Please reproduce the material below verbatim, line for line.

[Dataset rows]
[start]

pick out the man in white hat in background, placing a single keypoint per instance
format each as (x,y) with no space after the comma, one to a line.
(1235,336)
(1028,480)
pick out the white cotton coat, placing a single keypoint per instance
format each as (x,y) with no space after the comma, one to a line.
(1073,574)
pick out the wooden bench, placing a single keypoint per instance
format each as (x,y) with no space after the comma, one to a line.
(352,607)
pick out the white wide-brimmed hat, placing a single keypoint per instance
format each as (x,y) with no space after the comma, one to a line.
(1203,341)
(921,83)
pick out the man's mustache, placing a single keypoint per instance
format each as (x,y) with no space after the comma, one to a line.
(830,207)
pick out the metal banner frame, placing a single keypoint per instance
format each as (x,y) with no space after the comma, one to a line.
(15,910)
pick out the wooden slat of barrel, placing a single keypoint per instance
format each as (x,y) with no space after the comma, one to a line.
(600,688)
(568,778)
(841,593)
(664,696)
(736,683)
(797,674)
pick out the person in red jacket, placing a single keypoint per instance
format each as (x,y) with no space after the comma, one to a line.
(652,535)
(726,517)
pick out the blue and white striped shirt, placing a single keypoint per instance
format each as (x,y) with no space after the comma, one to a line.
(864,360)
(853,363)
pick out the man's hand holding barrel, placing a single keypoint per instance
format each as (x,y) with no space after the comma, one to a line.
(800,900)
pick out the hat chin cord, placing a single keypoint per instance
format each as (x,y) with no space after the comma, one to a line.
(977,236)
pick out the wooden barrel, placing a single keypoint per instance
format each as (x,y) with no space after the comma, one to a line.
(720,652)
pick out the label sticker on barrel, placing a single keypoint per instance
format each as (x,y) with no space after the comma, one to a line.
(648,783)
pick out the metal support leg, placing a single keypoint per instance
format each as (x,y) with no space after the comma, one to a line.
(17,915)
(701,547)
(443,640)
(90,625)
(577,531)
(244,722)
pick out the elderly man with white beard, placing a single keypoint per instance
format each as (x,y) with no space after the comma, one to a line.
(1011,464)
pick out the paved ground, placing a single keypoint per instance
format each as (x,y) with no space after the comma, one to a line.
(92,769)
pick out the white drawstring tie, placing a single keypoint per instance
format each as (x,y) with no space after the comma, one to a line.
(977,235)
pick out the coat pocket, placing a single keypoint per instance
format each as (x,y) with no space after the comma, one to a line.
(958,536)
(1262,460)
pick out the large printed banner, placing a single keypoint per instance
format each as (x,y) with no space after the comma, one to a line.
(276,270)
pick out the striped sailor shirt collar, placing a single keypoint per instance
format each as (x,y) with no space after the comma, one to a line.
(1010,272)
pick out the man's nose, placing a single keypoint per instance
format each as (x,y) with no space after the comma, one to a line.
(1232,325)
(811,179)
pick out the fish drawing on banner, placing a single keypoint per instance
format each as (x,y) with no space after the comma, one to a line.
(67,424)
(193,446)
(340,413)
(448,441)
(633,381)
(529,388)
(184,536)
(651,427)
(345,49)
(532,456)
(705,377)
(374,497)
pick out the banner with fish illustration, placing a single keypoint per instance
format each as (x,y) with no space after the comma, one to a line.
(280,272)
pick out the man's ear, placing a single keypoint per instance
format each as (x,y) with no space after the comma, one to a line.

[end]

TASK ANSWER ▸
pick out the man in white hat in background, placing a single keypoint per instance
format each as (x,y) with no space after the comma, one to a line.
(1235,336)
(1028,480)
pick out the white cotton coat, placing a single keypoint per instance
format each as (x,y) with no space after the comma, one to a line.
(1073,574)
pick out the wooden bench, placing a single keypoint per instance
format each as (x,y) with no space after the comma, one to a line.
(352,607)
pick out the white wide-brimmed hat, placing a single keypoint per instance
format each as (x,y) with no space after the comma, one to a line.
(1203,341)
(921,83)
pick out the man's mustache, placing a single keypoint per instance
format each as (x,y) with no space after the comma, one to a line.
(830,207)
pick out the metal banner frame, placing a single keypoint per instance
format each as (x,y) with no space after the comma, one to a line.
(15,910)
pick out the wooden slat of barrel, placing a single keypoint per instance
format each as (x,y) with no space after the comma, one to a line.
(600,688)
(568,778)
(841,593)
(664,696)
(736,683)
(797,674)
pick out the person in red jacket, placing a single keypoint per instance
format each as (x,y) with no space after the comma, one to a line.
(652,535)
(726,517)
pick out the blue and white striped shirt, placing a single keypoint per instance
format each as (x,y) with no space after the comma, one to a line.
(864,360)
(853,363)
pick out the man's hand holding barrel, placing a single keypoint per instance
format each as (x,y) with no space after the comma, one to a line.
(800,900)
pick out the hat chin cord, placing a single keypoint per instance
format each as (x,y) with no space after the comma, one to a line.
(977,236)
pick out the wooden barrel, placing a single keypoint per instance
format each as (x,y) with no space after the comma, one to a line.
(720,652)
pick out the label sticker on barrel, placing a single keypoint per instance
format each as (x,y) with no space after the comma, one to a line.
(648,783)
pick out the metal support leg, placing a single keypoint per instance
format each as (x,y) with no space after the comma, one to a line.
(17,915)
(701,547)
(443,640)
(90,625)
(577,531)
(244,722)
pick out the elderly man with white beard, placing a single keypoint per instance
format each as (x,y) with no space after the comma, one to a line.
(1011,464)
pick out the paved ground, placing a single keypoint per instance
format each as (x,y) with no space after the comma, one to a line.
(92,769)
pick out the white drawstring tie, placing a single keypoint per instance
format each as (x,y) with no space after the comma, one to a line.
(977,235)
pick out the coat pocket, placing a single keypoint per instance
format each as (x,y) with no space after the comma, one to a line.
(958,536)
(1262,460)
pick out the large printed banner, placing a single keypoint per instance
format each as (x,y) with no space after the comma, one to a line.
(276,270)
pick out the striped sailor shirt collar, placing a single keypoint per instance
format each as (x,y) with no space after the comma, one to a line.
(1010,272)
pick out the man's nose, placing a single keypoint per instance
format each as (x,y) with no space after the comma, one to a line.
(1232,325)
(811,179)
pick out the fish drawing on banner, placing a single keypoint per instance
format each as (x,y) with no space after the comma, one to a line.
(67,424)
(193,446)
(340,413)
(448,441)
(633,381)
(529,388)
(184,536)
(651,427)
(345,49)
(532,456)
(705,377)
(374,497)
pick out the banner with fish illustration, placing a single keypoint per instance
format each as (x,y) with no space after the comma, one to a line.
(280,272)
pick out the man's ear, placing a single keypoint per instance
format each as (x,y) with no space after the comma, one to a line.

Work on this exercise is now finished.